* [Exercise requirements] Reproduce the listing below, substituting "biggest circle" for every occurrence of "largest circle" and changing nothing else. Leave the pictures out of the output.

Point annotation listing

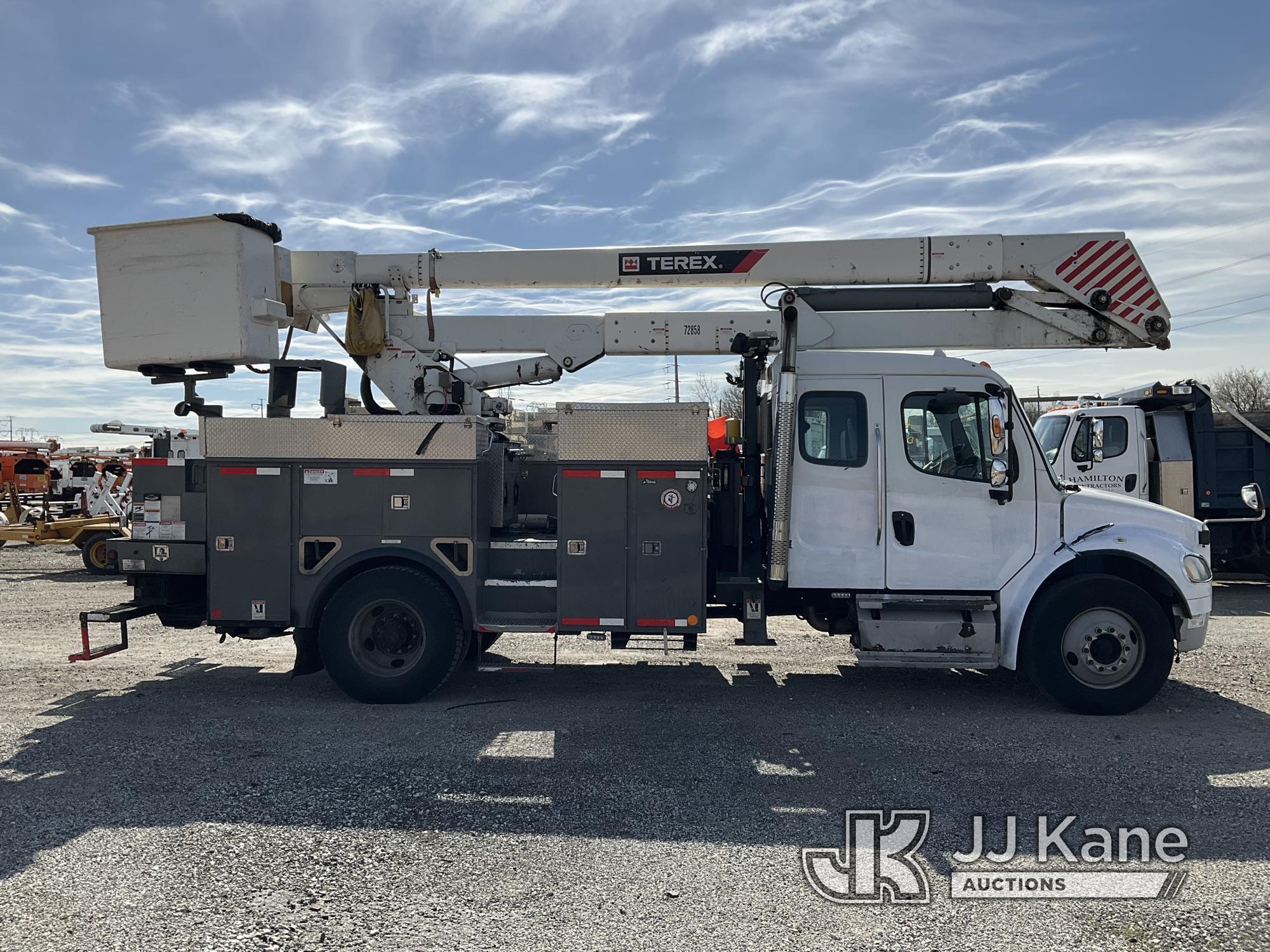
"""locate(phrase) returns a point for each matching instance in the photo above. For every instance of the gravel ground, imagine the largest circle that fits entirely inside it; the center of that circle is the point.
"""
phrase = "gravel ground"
(192, 795)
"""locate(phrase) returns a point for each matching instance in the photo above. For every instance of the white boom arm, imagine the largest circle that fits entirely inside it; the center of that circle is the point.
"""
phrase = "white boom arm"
(172, 291)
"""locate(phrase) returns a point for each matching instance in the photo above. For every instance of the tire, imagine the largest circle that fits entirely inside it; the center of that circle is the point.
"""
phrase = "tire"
(481, 642)
(1098, 645)
(392, 637)
(93, 550)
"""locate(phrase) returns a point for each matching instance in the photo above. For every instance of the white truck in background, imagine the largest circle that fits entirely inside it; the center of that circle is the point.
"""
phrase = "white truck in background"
(897, 499)
(1179, 446)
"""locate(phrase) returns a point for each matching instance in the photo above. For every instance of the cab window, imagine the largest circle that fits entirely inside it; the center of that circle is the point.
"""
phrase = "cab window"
(947, 435)
(834, 428)
(1116, 439)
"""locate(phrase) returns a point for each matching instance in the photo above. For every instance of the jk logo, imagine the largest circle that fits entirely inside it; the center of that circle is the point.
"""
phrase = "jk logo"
(877, 861)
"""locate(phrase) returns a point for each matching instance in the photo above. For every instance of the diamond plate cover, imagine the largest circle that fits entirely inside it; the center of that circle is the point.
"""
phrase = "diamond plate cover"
(633, 432)
(352, 437)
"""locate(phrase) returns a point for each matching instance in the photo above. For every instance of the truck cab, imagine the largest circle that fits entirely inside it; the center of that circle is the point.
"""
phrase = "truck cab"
(1114, 460)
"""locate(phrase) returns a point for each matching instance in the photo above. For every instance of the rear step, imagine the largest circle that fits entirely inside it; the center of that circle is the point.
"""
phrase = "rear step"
(121, 615)
(622, 642)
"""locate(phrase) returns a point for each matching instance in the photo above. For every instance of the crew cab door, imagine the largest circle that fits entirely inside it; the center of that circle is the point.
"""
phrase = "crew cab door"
(944, 531)
(835, 508)
(1122, 466)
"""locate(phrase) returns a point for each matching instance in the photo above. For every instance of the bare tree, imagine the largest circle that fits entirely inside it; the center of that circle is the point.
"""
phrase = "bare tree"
(1243, 388)
(723, 398)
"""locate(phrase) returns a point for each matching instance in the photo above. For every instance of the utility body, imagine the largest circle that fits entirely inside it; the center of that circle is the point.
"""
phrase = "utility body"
(899, 501)
(1179, 446)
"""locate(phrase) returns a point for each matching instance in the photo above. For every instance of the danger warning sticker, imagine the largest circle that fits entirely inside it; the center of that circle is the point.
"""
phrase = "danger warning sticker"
(705, 262)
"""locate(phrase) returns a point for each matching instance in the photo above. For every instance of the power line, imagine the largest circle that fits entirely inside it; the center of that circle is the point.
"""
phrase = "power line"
(1219, 268)
(1207, 228)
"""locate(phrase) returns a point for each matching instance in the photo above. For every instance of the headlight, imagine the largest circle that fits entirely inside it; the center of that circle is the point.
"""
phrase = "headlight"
(1197, 568)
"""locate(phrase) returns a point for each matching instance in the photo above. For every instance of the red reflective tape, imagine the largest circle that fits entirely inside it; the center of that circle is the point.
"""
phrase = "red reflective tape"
(1111, 276)
(1071, 276)
(1075, 257)
(1107, 263)
(1125, 281)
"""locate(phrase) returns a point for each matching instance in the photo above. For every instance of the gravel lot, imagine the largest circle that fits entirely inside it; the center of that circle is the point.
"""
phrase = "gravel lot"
(192, 795)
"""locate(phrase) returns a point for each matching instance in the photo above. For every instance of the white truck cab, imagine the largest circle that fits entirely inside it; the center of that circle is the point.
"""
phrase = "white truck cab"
(1069, 437)
(893, 501)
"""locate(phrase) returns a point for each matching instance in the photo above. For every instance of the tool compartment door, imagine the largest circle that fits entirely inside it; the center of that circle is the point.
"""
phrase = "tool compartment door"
(667, 554)
(250, 544)
(592, 548)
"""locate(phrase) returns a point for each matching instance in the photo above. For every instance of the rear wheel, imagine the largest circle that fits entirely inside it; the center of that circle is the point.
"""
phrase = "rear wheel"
(392, 637)
(93, 549)
(1098, 645)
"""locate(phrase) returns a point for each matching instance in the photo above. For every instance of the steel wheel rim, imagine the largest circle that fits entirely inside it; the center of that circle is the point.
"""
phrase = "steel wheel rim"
(387, 638)
(1103, 649)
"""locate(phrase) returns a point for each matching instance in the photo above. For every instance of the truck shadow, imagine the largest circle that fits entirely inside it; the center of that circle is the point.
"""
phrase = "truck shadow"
(642, 751)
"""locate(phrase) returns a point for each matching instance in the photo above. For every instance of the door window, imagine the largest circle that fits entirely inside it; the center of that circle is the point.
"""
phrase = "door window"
(834, 428)
(947, 435)
(1116, 439)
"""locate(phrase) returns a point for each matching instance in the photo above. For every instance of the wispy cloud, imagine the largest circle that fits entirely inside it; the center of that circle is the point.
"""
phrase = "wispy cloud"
(772, 29)
(57, 176)
(998, 89)
(274, 136)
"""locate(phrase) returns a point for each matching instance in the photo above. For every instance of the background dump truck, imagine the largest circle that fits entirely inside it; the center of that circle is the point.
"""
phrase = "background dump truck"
(896, 499)
(1175, 446)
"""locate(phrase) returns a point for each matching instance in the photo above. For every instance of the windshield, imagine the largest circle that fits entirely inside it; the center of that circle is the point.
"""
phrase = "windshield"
(1050, 433)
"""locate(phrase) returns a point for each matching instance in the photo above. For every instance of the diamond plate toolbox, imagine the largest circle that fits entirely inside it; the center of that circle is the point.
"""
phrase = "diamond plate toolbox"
(633, 432)
(355, 437)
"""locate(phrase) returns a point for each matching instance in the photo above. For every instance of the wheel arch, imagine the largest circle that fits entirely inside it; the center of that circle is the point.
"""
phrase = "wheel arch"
(380, 559)
(1122, 565)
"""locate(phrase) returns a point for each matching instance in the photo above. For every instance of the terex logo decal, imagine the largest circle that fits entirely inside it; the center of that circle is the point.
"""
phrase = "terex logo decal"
(723, 262)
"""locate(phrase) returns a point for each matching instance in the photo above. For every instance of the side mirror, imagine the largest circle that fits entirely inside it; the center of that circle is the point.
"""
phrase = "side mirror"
(998, 426)
(1253, 498)
(1000, 475)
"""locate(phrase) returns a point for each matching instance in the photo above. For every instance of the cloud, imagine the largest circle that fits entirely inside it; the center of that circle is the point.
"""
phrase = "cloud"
(271, 138)
(996, 91)
(57, 176)
(772, 29)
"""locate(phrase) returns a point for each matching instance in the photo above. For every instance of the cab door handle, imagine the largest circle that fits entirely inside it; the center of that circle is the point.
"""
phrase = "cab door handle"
(906, 530)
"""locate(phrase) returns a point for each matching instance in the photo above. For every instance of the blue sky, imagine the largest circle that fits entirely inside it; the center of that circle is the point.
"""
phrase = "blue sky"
(544, 124)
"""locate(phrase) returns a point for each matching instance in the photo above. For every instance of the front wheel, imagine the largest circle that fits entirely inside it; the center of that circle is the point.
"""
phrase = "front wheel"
(392, 637)
(93, 549)
(1098, 645)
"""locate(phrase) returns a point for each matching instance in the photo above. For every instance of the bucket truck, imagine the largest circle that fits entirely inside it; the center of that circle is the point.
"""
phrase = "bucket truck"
(900, 501)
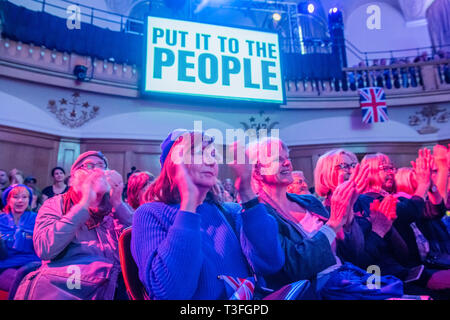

* [The output]
"""locate(phrase) returns a point for each matching instance in the photo above. For every instance of the gravel ground, imagine the biggest circle that fits entirely inside it; the center of that circle is the point.
"""
phrase = "gravel ground"
(192, 795)
"""locate(phrase) returns a point for each matching instance in the photo above. For every instance of the white boom arm, imagine the biggest circle that fits entirely inside it; the center of that circle is the point.
"""
phrase = "white boom arm"
(172, 291)
"""locate(phrase) returns a point for each matching instance in the photo above. For every instance of the tire, imagine the biggest circle that fits entirely inside it; the center of that circle is the point.
"""
phrase = "tire"
(481, 642)
(1098, 645)
(392, 637)
(93, 550)
"""locate(phrase) returns a point for each matching instance in the photo above. For every instance of the white truck in background, imagine the biggest circle that fits entirely inside it; the center of that circle is the point.
"""
phrase = "white truck in background"
(897, 499)
(1179, 446)
"""locate(phrase) returns a point for each matching instance in the photo above. For every instance of the cab window, imagine the biggest circle that fits entirely inside it; the center of that circle is the point.
"""
phrase = "cab window"
(947, 435)
(834, 428)
(1116, 439)
"""locate(phrase) returns a point for each matching instance in the photo above. For every instance of the jk logo, imagine the biggest circle that fits entirely inside it; the center of that circle is the point.
"""
phrase = "jk logo"
(877, 861)
"""locate(phrase) returns a point for each matching instance in the photo above. For every instance of the diamond plate cover, imagine the biggest circle that fits entirely inside it; the center of that circle is the point.
"""
phrase = "diamond plate cover"
(633, 432)
(352, 437)
"""locate(phrase) returns a point for each matching instance in the photo above. For every instance of the truck cab, imagine the biggest circle that fits entirely inside it; the center of that circle is the point.
"""
phrase = "truck cab"
(1114, 460)
"""locate(phrase) returns a point for each matching instance in the photo above. For every instance of the rear step, imagine the biggest circle that fits entirely inside it; the center of that circle is the point.
"""
phrase = "rear step"
(121, 615)
(622, 642)
"""locate(phrase) returns a point for each matching instance in the photo above. For every instance of the crew cab door, imagine the biggest circle that fits entirely inside it; the center of that circle is the point.
"""
phrase = "crew cab door"
(944, 531)
(835, 508)
(1122, 466)
"""locate(phrase) returns a point for each matching instance in the photo above. For every instance of the bare tree, imagine the biggest circle that fits entirely inside it; the center of that circle is the point.
"""
phrase = "bare tree"
(1243, 388)
(723, 398)
"""locate(phrase) returns a point for each matching instance in the photo above. For every instance of the utility body, imagine the biggest circle that fits entirely inside it; the center of that circle is the point.
"""
phrase = "utility body"
(899, 501)
(1179, 446)
"""locate(phrase) returns a point for each matching instance in the photo above. For every instance of the danger warning sticker, imagine the biggest circle that fits entirely inside it; the center of that circle is the point.
"""
phrase = "danger warning sticker"
(705, 262)
"""locate(phrase) returns a point for each matching instance in the photo above. For every instance of the power line, imagine the biggest circle that fits entirely inside it; the center of that circle is the point.
"""
phrase = "power line"
(1219, 268)
(1207, 228)
"""locate(phrase) returns a point for each matching instance in the photo above. For every instance of the headlight, imagine the biggest circle that fits entirely inside it; the center of that circle is the point.
"""
phrase = "headlight"
(1197, 568)
"""locate(phrase) returns a point for each matching instance in the photo above. For every instance of the red reflective tape, imagine the biggest circle that fits entirely inside it; the center of that circle is the point.
"""
phrase = "red reflective tape"
(1111, 276)
(1071, 276)
(1075, 257)
(1107, 263)
(1125, 281)
"""locate(phrase) returns a point for each matching instance in the photo above. For every instance of the gravel lot, imagine the biggest circle that fits entirely inside it; the center of that circle is the point.
"""
phrase = "gravel lot"
(192, 795)
"""locate(phrase) returns a point for each matching instance in the photo above. For every instance of the white truck cab, imagine the biggest circle that fits entirely inside it; the center of that circle is the point.
"""
phrase = "white truck cab"
(1069, 437)
(893, 501)
"""locate(phrase) returns a point for each matching instance in the photo above. For every instance of the tool compartment door, imagine the biggest circle that fits entirely inside it; the center of that circle is the point.
"""
phrase = "tool compartment door"
(667, 554)
(250, 544)
(592, 548)
"""locate(phrase) returns a point for each matching instance in the photo above. For every instance of the rear wheel, imagine the biggest circle that fits entirely inside it; the center of that circle is the point.
"""
phrase = "rear wheel"
(392, 637)
(93, 549)
(1098, 645)
"""locate(phrase) returns a point for each matching instance in the photo above. For every instance of the steel wheel rim, imagine the biggest circle that fits entirely inside it; the center of that circle is the point.
"""
phrase = "steel wheel rim"
(387, 638)
(1103, 649)
"""locate(phrase) returns a point for each matching instance in the photo above. For every instance of the truck shadow, imagine the biggest circle that fits entirely inside it; the center of that circle is the point.
"""
phrase = "truck shadow"
(642, 751)
"""locate(phrase) returns a point for each matching instance in the photo above. For every instance of the door window, imagine the biggest circle that fits entirely inside it; the center of that circle is the point.
"""
phrase = "door window"
(834, 428)
(947, 435)
(1116, 439)
"""locate(phrase) returns a point for each matching instance in the photo above. For every instance of the wispy cloud, imagine the biggest circle that fits entirely inside it; the center of that circle is the point.
"""
phrase = "wispy cloud"
(772, 29)
(57, 176)
(998, 89)
(274, 136)
"""locate(phrase) returns a point for each matching instance in the photo above. For every instance of the background dump truck, imagine the biggest circle that fits entirely inside it; the center of that circle is the point.
"""
phrase = "background dump truck"
(896, 499)
(1175, 446)
"""locate(phrase) returns a point for each matching instance in the photo above. For every instance of the windshield, imagine the biggest circle that fits entirely inside it; the center of that circle is the point.
"""
phrase = "windshield"
(1050, 433)
"""locate(phrase) returns a point for each matching instance in the photo above. For every instance of the diamond plate toolbox, imagine the biggest circle that fits entirely inside it; the center of that circle is the point.
"""
phrase = "diamond plate toolbox"
(633, 432)
(355, 437)
"""locate(phrase) returns a point for each matching instance in the photo above. For every instance of the wheel arch, imagine the biggest circle that fits entirely inside it; the center of that circle is the point.
"""
phrase = "wheel arch"
(380, 559)
(1122, 565)
"""locate(phrase) returns a point for each matching instance in the photo above. For every instance of the terex logo decal, imagine the biggest circle that fits entirely inside it; the center of that circle is the point.
"""
phrase = "terex logo decal"
(723, 262)
"""locate(phrase) returns a point for each matching instance in the photo above. For every instance of the side mirror, imagine the biggest circle that fits entirely inside it; the center of that circle is the point.
"""
phrase = "side mirror"
(998, 426)
(1253, 498)
(1000, 475)
"""locate(phrase) returns a point for each matching instance in the photo above. For every instance of the cloud, imagine the biggest circle that fits entirely inside it; the center of that circle is the point.
"""
phrase = "cloud"
(271, 138)
(996, 91)
(57, 176)
(772, 29)
"""locate(phrase) returns a point for each matching instance in the photo above. For every instance of the cab door handle, imagine the biggest circle that fits entirely inside it; the center of that circle is the point.
"""
phrase = "cab door handle"
(906, 530)
"""locate(phrase) returns a point for each matching instance in the photo above. For every instance of the blue sky, imagine the biggest circle that fits entirely inside it; the center of that circle is the point.
"""
phrase = "blue sky"
(544, 124)
"""locate(phrase) returns a point for each matching instance in the photo above. For every instance of the front wheel, imagine the biggest circle that fits entirely inside it; the center of that circle is the point.
"""
phrase = "front wheel"
(392, 637)
(93, 549)
(1098, 645)
"""locate(phrase) returns a point for each matching instance in the photo above. For every instance of the bucket truck, imagine the biggest circle that fits entirely inside it; the center of that circle is the point.
"""
phrase = "bucket truck"
(900, 501)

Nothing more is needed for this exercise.